Work to be completed:
Write out the data again in full, exactly as it reads.

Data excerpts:
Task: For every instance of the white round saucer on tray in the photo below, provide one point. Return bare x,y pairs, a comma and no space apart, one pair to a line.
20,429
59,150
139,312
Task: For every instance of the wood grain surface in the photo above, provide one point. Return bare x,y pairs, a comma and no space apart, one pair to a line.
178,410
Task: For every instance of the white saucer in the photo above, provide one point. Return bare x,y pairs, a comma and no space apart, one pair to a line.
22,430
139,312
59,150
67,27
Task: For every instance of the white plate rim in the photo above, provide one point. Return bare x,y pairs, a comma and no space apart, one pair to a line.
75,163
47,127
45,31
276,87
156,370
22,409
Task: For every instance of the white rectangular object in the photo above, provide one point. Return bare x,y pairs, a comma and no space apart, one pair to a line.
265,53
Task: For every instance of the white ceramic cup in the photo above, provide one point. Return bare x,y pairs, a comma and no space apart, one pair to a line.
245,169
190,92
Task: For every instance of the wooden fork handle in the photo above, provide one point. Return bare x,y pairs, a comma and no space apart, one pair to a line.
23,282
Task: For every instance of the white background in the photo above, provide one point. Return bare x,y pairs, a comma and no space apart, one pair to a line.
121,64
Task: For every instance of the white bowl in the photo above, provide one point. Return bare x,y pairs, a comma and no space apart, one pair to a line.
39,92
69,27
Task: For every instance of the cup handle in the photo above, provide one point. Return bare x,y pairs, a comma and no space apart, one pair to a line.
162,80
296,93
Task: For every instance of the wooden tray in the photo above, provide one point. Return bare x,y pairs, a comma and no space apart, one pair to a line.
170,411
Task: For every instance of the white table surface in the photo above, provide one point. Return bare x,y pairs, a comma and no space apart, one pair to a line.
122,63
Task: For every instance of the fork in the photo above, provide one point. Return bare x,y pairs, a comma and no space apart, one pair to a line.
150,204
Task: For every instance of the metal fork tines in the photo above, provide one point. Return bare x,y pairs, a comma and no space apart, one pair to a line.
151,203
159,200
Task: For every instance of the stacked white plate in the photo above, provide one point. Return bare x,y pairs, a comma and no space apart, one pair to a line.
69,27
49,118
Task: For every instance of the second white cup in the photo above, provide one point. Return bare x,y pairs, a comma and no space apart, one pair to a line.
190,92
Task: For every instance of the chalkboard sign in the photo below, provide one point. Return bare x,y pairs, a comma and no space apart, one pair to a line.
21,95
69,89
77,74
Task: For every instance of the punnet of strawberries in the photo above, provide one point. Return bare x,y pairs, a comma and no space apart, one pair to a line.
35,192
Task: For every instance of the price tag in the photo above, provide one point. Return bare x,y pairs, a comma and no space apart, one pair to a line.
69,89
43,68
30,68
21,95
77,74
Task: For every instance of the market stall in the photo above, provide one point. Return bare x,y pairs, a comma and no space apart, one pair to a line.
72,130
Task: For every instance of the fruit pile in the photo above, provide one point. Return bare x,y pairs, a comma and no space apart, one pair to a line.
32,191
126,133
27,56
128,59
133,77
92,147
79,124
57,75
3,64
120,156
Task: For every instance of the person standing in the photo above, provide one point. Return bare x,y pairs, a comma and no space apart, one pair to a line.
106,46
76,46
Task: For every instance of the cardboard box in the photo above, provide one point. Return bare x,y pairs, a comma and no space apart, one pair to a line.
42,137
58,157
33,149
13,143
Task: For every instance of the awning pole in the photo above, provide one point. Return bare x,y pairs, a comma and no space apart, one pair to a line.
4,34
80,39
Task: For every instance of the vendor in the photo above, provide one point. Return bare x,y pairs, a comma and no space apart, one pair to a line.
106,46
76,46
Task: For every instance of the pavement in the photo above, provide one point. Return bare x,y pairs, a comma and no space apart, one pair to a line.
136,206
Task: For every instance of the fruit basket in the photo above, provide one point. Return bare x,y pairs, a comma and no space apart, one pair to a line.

Result:
Task: For every instance of the white round saucer on tray in the photo below, provide one point. Return bare x,y pairs, a comma and no space apart, one pair to a line.
20,429
59,150
139,312
Task: For every instance of the wood grain surface in the photo above, provide one point. Return bare x,y pairs, a comma and no space apart, one pair to a line.
178,410
Task: For every instance of the white saucer in the photo above, provide one point. Return bare x,y pairs, a comma and no space apart, one pair to a line.
22,430
139,312
59,150
67,27
Task: For every instance of the white plate rim in the photo above, provide one point. Return bare x,y pairs, a comma and no space apart, one pair to a line.
75,163
47,127
45,31
276,87
156,370
22,409
Task: For every instance of the white rectangular object in the photo above, provide one point. Return bare x,y pairs, a comma and no space apart, one pair to a line.
265,53
Task: For every instance of the white ceramic cup in the photo above, provide one point. Return bare x,y pairs, a comma and no space apart, one pair to a line.
245,169
190,92
Task: For every instance of the wooden fork handle in the photo above, provide one point. Return bare x,y pairs, a comma and no space apart, one pair to a line.
23,282
Task: For every instance of the white background in the photo above, provide one point. Return bare x,y pairs, a comma and no space apart, one pair to a line.
121,64
Task: For every instance of the white bowl in the photo above, provide one point. Return bare x,y pairs, a comma and no space apart, one pair to a line.
39,92
69,27
Task: For every instance of the cup handle in the photo above, provide one point. Return bare x,y pairs, a comma and no space apart, one pair to a line.
162,80
296,93
Task: For every instance of the wooden tray in the photo above, provide one point. Return bare x,y pairs, a comma and no space apart, one pair to a line.
170,411
Task: For every instance of the white table surface in the photo above, provide one point. Return bare x,y pairs, a comma and no space apart, one pair to a line.
122,63
Task: For every instance of the fork in the photo above, provide one point. Return bare x,y pairs, a comma and no space apart, one pair to a line.
150,204
Task: For every instance of the metal fork tines in the photo above, provide one point. Return bare x,y pairs, a comma and no space apart, one pair to a line.
151,203
159,200
Task: For every instance of the stacked white plate in the photo above, provide one point. Return bare x,y pairs, a comma and no space apart, one pair to a line.
69,27
49,118
Task: For every instance of the second white cup in the photo above, provide one point. Return bare x,y pairs, a comma and no space apart, one pair to a line.
190,92
Task: For every instance of the chalkboard sign in the photo below, provide one point. Return bare x,y pairs, a comma and no space apart, one pair to a line.
21,95
69,89
77,74
Task: For every instance of the punnet of strawberries in the photo above, provide one point. Return bare x,y pairs, a comma and no space apart, one pair to a line.
35,192
Task: For every instance of the price tag in the photo above, provide one point. Return bare x,y pairs, a comma and no space apart, one pair to a line.
69,89
43,68
30,68
21,95
77,74
Task: For every instance of the market stall in the photo above, provide one point. Return bare x,y pairs, a comma and no space apart, one pair to a line.
72,130
Task: For every instance of the fruit pile in the photo above, provide one point. Return bare x,y pairs, a comma and no space apart, one pair to a line.
32,191
126,133
27,56
128,59
133,77
92,147
79,124
57,75
3,64
120,156
Task: For every instance of the person standing in the photo above, provide one point. Return bare x,y pairs, a comma and no space apart, one pair to a line.
106,46
76,46
Task: For every instance of the cardboard box in the photo above, provide one point. Return bare x,y pairs, a comma and no space apart, one pair to a line.
42,137
58,157
33,149
13,143
Task: For every instance of the awning pole in the photo above, provide one point. Return bare x,y pairs, a comma and no space apart, one pair to a line.
4,34
80,39
Task: For every instance of the vendor in the photo above, provide one point. Return bare x,y pairs, a comma and no space apart, one pair to a line.
106,46
76,46
Task: For every instance of the pavement in the photo above, provide one point. Return bare x,y pairs, a comma and no space apart, one pair to a line.
136,206
Task: For every instance of the fruit basket in the photo above, provide one point. Return bare x,y pairs, a comma and no space apart, one pair to a line.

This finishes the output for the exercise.